Stored items:
---*---
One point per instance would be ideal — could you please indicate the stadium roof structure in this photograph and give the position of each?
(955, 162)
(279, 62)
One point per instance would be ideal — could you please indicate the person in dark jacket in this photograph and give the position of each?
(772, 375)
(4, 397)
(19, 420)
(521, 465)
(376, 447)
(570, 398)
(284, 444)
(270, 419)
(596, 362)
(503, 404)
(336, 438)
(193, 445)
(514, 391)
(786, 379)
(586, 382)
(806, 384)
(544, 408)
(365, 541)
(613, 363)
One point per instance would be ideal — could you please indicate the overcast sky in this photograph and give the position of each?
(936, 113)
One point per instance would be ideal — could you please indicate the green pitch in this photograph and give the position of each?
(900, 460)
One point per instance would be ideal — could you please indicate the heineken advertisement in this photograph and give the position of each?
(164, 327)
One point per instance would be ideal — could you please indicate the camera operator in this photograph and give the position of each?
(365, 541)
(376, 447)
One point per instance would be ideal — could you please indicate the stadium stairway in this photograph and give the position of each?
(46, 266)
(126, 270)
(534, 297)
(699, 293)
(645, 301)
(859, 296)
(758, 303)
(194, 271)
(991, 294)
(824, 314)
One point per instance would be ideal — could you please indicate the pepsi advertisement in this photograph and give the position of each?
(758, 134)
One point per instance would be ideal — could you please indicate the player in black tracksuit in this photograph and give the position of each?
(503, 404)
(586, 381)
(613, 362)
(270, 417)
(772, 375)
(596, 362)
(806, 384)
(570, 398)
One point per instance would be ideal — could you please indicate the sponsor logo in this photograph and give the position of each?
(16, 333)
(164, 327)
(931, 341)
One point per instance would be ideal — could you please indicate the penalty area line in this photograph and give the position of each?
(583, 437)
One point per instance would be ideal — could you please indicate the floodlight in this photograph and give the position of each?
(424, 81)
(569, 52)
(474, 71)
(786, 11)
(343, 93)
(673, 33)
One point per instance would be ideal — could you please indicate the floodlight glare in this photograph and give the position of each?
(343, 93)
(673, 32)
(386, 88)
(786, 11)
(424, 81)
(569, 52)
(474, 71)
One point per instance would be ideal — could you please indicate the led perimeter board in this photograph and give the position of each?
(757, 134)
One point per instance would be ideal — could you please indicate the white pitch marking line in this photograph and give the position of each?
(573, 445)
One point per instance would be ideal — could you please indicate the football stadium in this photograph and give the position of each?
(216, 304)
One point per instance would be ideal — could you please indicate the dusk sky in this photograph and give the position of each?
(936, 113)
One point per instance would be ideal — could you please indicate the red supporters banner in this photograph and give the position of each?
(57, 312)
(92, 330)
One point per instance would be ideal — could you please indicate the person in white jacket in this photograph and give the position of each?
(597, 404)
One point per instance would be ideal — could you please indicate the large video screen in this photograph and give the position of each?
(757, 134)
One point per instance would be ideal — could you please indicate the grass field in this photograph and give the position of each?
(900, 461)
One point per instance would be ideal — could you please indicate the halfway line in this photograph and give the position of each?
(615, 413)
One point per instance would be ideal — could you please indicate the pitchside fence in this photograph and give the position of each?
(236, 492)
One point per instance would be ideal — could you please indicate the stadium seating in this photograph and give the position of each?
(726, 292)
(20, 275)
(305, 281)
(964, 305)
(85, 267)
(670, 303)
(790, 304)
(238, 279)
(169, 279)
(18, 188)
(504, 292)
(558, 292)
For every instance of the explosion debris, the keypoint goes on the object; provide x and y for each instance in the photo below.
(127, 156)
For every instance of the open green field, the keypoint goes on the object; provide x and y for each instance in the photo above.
---*---
> **What to work on**
Could you write out all of the data again, exactly as given?

> **Task response**
One point per instance would be ideal — could you please indicate the stadium roof structure in this photograph and give the position of each?
(955, 162)
(279, 62)
One point per instance would be ideal — could you please indicate the person in dark jacket in this photograph and give the position of each?
(772, 375)
(4, 397)
(19, 420)
(521, 465)
(376, 447)
(570, 398)
(284, 444)
(270, 419)
(596, 362)
(503, 404)
(336, 438)
(193, 445)
(514, 391)
(786, 379)
(586, 382)
(806, 384)
(544, 408)
(365, 541)
(613, 363)
One point per instance would be ideal — could you please indicate the overcast sky in this photograph and give the position of each?
(936, 113)
One point per instance would be ideal — could you please indicate the green pitch in this photograph and give the position of each?
(900, 460)
One point per instance would be ideal — could you please indicate the heineken advertisement in this photograph and give the position of each?
(164, 327)
One point per instance would be ideal — could you please indicate the camera operator in this photograph and give the position of each?
(365, 541)
(376, 447)
One point per instance would be ideal — could you please indicate the stadium stairway in this photograph and give the position of each?
(46, 266)
(126, 270)
(534, 297)
(699, 293)
(645, 301)
(859, 296)
(758, 303)
(194, 271)
(991, 294)
(824, 314)
One point per instance would be ideal — could you please indicate the pepsi advertisement in this photograph and give the position of each?
(758, 134)
One point per instance would be ideal — could you please indicate the player in black tracksuit in this photograph and give the position of each?
(503, 404)
(586, 381)
(613, 362)
(270, 417)
(772, 375)
(596, 362)
(806, 384)
(570, 398)
One point per instance would be ideal — could you please indicate the sponsor logo in this photograph and give the position of each?
(16, 333)
(164, 327)
(931, 341)
One point per instance would be ideal — could you please indicate the penalty area line in this photograph and give the position of each?
(583, 437)
One point per instance would be ideal — could you please indicate the floodlight in this photograph and give the position of each?
(424, 81)
(569, 52)
(474, 71)
(786, 11)
(343, 93)
(673, 33)
One point per instance would be ideal — could you please indicate the floodlight glare in this photograph and give the position of each?
(343, 93)
(673, 32)
(386, 88)
(786, 11)
(424, 81)
(569, 52)
(474, 71)
One point per instance would be ideal — could you please indicate the led perimeter board in this photograph and give the position of each?
(757, 134)
One point per instance would be ideal — could you please indicate the white pitch marking line in this photograph and give the position of each?
(573, 445)
One point per instance would be ideal — could you please indicate the football stadium in this photograph and give the position of each?
(216, 304)
One point per instance would be ideal — could you please indicate the dusk sky in this photograph and give the position of each?
(936, 113)
One point per instance would be ideal — could you please indicate the red supporters banner in this photograph and give the position of each?
(57, 312)
(92, 330)
One point per instance would be ideal — could you please indicate the person in white jacket in this photograph and give the position of each?
(597, 404)
One point per instance would be ideal — could you please indicate the large video screen in this photograph and give the position of each?
(757, 134)
One point per instance would be ideal — could you please indicate the grass field in this photograph and give the position of each?
(900, 461)
One point per instance would be ideal — could you please indicate the halfway line in this photograph and give the position of each?
(615, 413)
One point per instance would be ideal — could you please indicate the pitchside fence in this photograph and give the position of each?
(236, 492)
One point per instance would be ideal — could you please indicate the stadium seating in this photograph and give the position of each?
(726, 292)
(20, 275)
(305, 281)
(964, 305)
(85, 267)
(670, 303)
(790, 304)
(238, 279)
(169, 279)
(18, 188)
(504, 292)
(558, 292)
For every instance of the explosion debris, the keypoint goes on the object; provide x and y for each instance in the photo below.
(127, 156)
For every instance of the open green field, the keypoint goes on the object; provide x and y for each instance in the photo above.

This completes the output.